---- TEXT PASSAGE

My most common observation is seeing people feeling more comfortable with the needlessly specific. When confronted with a partially ordered set, they mentally supply "for instance, the integers". While I have been trained to skip the examples when reading a text --because they should be superfluous and are in any case distracting-- I see people getting most uncomfortable when faced with a text without examples. People having difficulty in understanding a construction that contained a natural parameter k have assured me that that parameterization presented an additional obstacle that they could remove by initially substituting for k a small value, 3 say. I have no reason to doubt their word; the strange phenomenon was probably connected to the fact that k did not occur in a very arithmetical context but as length of strings or as number of edges meeting at a vertex, i.e. context they were used to deal with in terms of pictures. Halfway the text an "arbitrary" permutation created similar problems: they would have preferred a specific one, possibly followed at the end by a remark that the choice of permutation did not really matter. It is very strange, disconcerting even, to see people disturbed when questions are left open whose answers are irrelevant.

--------
---- GIVEN ENTRIES

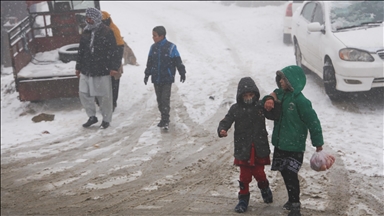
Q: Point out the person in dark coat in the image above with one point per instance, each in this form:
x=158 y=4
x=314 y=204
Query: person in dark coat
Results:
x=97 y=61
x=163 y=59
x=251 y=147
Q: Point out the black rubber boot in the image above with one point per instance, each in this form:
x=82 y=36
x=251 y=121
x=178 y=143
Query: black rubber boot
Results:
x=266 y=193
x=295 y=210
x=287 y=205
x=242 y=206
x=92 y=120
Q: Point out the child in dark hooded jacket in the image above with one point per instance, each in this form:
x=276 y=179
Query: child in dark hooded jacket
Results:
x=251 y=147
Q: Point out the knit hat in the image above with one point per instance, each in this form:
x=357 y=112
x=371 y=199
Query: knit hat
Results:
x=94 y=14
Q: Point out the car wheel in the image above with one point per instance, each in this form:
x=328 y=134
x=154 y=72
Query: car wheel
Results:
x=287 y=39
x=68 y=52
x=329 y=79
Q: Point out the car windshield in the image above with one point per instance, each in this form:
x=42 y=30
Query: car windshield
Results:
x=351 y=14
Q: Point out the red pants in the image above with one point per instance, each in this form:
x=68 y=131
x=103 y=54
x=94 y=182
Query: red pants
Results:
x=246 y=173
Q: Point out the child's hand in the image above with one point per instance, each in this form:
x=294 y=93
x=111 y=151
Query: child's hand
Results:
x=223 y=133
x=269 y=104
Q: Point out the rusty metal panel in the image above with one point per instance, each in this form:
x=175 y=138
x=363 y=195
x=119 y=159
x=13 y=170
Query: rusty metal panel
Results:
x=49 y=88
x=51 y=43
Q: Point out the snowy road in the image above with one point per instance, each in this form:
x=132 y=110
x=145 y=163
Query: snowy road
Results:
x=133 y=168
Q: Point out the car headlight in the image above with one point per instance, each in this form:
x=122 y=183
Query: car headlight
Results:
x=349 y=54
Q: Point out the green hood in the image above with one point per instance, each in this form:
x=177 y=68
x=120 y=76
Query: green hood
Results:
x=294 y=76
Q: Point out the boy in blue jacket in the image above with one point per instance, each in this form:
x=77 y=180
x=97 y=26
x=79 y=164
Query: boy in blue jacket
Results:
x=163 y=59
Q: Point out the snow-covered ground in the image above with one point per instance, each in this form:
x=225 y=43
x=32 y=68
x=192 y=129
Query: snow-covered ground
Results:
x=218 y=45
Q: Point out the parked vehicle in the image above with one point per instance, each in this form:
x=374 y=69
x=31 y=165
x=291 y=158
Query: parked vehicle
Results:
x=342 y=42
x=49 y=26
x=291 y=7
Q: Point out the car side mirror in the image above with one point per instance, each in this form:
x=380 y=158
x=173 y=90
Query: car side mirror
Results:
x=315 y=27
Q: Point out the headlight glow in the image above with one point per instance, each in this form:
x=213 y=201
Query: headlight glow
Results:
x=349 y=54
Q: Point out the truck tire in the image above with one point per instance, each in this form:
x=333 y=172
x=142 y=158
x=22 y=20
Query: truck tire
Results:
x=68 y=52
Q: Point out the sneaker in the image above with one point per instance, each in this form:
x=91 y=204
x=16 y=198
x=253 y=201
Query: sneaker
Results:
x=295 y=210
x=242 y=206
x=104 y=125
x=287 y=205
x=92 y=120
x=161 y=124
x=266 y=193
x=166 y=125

--------
---- GIVEN ENTRIES

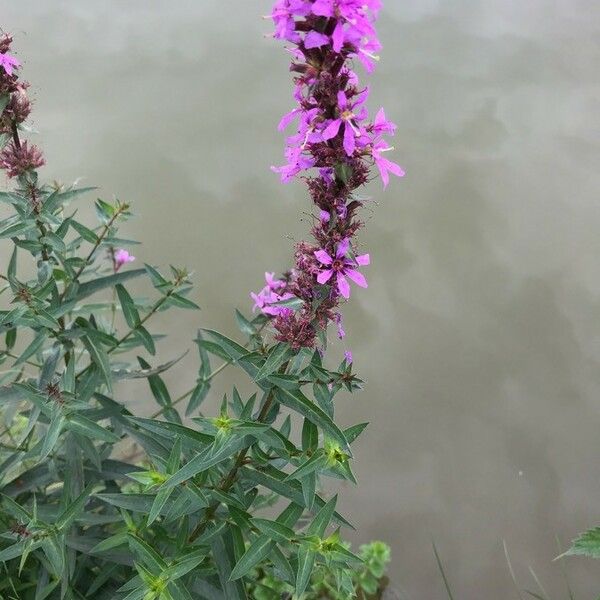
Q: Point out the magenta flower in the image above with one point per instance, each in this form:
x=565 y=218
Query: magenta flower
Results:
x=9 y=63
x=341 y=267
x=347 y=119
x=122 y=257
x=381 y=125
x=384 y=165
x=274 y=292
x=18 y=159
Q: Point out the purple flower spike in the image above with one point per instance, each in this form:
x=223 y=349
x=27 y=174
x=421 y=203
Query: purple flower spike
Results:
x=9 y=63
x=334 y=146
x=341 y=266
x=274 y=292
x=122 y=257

--------

## CHALLENGE
Translate this sentence from the text on preferring specific examples into Spanish: "It is very strange, disconcerting even, to see people disturbed when questions are left open whose answers are irrelevant." The records have no connection to the text.

## RESULT
Es muy extraño, incluso desconcertante, ver a la gente inquieta cuando se dejan abiertas preguntas cuyas respuestas son irrelevantes.